> [EXTRAIT DU TEXTE]:
╭──
Celle-ci peut d’ailleurs se corréler à la notion de territorialité. Pour reprendre l’exemple précédent, un attaquant axial aura pour mission prioritaire d’alerter son ailier gauche s’il suspecte un lancement de jeu vers ce couloir par le gardien adverse. Ainsi, les joueurs de son équipe n’auront pas à attendre que le mouvement ait effectivement démarré (c’est-à-dire que le ballon soit dans les pieds du latéral ou de l’ailier correspondant) pour envisager un décalage et/ou un pressing immédiat vers les quatre à cinq joueurs directement concernés par ce lancement de jeu : latéral et ailier, mais aussi milieux de terrains ou attaquants correspondants. De ce fait, il n’est plus nécessaire « d’attendre » que le préposé aux consignes vocales organise la coordination défensive : celle-ci peut maintenant démarrer dès le lancement de l’offensive adverse.
╰──
> [CONSIGNE 1]:
Dans le texte sur la coordination défensive, relevez tous les joueurs présentés comme directement concernés par le lancement de jeu adverse.
> [CONSIGNE 2]:
Poursuivez le texte sur la coordination défensive après sa dernière phrase.

> [DONNÉES ENREGISTRÉES]:
╭──
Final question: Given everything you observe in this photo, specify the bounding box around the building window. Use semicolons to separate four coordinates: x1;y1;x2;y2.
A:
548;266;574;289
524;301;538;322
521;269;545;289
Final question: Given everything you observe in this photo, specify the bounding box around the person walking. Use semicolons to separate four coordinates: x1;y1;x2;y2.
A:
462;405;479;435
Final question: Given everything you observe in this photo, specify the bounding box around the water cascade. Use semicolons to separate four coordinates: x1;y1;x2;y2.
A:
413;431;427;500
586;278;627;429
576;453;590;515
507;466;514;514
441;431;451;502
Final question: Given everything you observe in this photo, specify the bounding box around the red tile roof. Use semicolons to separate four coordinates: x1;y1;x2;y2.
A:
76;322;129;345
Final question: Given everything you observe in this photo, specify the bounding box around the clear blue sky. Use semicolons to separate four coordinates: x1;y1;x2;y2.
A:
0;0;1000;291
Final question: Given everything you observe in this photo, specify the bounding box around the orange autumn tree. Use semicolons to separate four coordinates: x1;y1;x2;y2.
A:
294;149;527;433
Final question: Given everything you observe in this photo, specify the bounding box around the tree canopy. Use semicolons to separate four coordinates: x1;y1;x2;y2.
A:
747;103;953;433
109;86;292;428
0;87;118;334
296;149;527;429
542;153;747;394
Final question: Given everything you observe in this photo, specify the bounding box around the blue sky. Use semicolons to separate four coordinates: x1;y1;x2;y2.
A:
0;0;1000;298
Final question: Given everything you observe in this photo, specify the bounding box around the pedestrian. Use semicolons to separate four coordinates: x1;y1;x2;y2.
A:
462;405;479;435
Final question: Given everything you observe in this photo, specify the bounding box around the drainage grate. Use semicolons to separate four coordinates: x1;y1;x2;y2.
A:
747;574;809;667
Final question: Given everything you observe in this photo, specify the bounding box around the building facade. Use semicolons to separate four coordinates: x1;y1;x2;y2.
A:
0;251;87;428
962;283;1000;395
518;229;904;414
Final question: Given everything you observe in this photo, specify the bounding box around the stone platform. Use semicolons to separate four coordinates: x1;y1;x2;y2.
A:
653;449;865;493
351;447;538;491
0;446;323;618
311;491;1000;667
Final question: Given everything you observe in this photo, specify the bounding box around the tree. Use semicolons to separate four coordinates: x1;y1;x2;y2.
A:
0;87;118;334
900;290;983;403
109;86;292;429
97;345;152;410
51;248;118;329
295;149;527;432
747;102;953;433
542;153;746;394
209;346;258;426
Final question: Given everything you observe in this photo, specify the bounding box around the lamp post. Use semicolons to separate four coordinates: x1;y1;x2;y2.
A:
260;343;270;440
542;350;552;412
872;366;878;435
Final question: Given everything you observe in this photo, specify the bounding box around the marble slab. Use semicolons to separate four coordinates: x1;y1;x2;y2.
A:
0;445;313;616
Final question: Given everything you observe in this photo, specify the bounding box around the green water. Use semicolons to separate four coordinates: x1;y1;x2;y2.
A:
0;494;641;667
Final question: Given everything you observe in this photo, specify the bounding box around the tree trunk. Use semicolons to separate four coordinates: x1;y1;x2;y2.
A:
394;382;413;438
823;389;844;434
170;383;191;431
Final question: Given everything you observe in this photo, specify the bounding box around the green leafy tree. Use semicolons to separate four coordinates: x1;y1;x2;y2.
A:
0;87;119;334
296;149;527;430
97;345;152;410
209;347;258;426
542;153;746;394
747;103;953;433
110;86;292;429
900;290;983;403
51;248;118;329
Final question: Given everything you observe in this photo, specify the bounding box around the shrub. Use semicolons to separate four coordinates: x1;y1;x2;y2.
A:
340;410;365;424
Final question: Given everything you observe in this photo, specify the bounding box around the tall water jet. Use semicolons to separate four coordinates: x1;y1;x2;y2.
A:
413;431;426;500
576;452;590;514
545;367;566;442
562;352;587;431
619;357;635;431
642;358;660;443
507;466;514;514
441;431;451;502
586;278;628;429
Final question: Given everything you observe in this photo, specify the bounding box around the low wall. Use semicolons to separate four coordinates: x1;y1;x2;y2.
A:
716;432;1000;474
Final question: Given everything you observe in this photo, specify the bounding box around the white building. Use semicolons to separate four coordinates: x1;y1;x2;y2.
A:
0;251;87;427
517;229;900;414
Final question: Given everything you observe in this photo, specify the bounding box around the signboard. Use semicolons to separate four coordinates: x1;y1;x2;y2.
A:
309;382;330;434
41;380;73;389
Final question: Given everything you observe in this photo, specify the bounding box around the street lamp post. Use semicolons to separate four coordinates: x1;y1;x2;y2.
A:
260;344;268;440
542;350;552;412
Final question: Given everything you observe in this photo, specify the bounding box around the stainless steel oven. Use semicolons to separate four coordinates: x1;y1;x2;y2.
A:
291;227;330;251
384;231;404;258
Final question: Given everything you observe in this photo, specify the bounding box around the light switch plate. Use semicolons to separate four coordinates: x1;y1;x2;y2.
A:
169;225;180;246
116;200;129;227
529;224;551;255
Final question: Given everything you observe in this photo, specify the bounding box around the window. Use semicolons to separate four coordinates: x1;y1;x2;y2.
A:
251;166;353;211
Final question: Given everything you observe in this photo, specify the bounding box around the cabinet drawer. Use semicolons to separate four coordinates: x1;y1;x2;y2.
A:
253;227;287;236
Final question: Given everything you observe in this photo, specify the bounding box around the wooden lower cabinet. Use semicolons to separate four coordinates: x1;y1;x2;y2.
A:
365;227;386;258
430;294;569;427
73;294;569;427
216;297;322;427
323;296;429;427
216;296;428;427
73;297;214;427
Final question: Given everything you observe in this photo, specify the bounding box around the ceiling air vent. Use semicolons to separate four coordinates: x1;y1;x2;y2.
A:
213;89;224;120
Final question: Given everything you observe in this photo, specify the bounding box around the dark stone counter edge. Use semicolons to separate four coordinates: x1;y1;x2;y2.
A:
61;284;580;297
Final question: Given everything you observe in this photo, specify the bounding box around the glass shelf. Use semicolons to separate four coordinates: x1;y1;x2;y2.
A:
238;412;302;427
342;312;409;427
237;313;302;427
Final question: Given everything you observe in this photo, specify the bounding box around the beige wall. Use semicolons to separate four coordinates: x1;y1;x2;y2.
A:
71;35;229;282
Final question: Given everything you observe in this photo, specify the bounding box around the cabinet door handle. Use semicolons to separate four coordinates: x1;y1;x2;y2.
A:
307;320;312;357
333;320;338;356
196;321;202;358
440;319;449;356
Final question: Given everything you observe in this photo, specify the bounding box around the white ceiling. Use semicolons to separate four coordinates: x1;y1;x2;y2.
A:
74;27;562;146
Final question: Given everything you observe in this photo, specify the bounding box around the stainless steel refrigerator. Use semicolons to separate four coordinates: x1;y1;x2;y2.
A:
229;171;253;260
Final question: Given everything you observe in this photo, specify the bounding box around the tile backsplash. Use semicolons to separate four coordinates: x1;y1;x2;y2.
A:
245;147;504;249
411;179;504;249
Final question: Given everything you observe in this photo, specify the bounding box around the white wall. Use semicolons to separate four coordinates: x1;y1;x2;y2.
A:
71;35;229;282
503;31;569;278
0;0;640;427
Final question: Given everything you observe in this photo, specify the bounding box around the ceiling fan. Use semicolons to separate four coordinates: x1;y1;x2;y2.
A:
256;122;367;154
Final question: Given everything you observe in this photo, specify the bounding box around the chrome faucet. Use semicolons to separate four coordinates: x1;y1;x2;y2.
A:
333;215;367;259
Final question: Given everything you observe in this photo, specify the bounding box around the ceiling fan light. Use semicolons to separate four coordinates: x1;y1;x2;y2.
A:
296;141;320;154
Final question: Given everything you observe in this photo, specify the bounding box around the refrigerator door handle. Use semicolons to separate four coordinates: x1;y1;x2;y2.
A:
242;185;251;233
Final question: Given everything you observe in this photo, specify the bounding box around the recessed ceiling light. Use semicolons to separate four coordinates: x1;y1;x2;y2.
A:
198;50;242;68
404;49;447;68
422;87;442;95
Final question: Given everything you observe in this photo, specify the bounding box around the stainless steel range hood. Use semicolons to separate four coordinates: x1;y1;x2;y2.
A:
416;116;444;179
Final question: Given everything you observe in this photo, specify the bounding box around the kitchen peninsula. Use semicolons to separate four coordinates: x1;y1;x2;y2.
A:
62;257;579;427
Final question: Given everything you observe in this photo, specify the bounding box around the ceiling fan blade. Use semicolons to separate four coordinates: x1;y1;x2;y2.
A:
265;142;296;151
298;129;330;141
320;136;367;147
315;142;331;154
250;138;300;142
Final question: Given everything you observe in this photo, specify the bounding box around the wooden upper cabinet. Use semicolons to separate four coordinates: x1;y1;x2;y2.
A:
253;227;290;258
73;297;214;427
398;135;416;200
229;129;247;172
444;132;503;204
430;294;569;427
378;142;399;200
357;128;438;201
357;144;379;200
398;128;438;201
╰──
> [RÉPONSE RÉDIGÉE 1]:
Le latéral, l'ailier, les milieux de terrain et les attaquants correspondants.

> [RÉPONSE RÉDIGÉE 2]:
3. Image : homogénéiser les morphologies sécurisantes

« Le bâti lui-même doit conférer un sentiment de sécurité » : cette recommandation s’avère plus difficile à reformuler. Il s’agit en effet, urbanistiquement parlant, de confier un aspect sécuritaire à l’environnement physique ; en football, cette imaginaire menaçant s’incarne par exemple dans la culture « ultra » des supporters, qui jouent un rôle évident pour impressionner l’adversaire (voire nuire à sa surveillance naturelle en faisant trop de bruit pour que les consignes défensives de l’adversaire puissent porter loin, par exemple).

A cette dimension d’ordre psychologique pourraient s’ajouter les caractéristiques physiologiques des joueurs. Des joueurs à fort gabarit, s’ils ne font pas gagner les matchs, ont toutefois une influence directe sur la capacité d’une équipe à récupérer les ballons au détriment des joueurs plus graciles. Ils en payent bien évidemment le prix (vitesse et agilité moindres), d’où la nécessité d’équilibrer les compositions avec une certaine justesse.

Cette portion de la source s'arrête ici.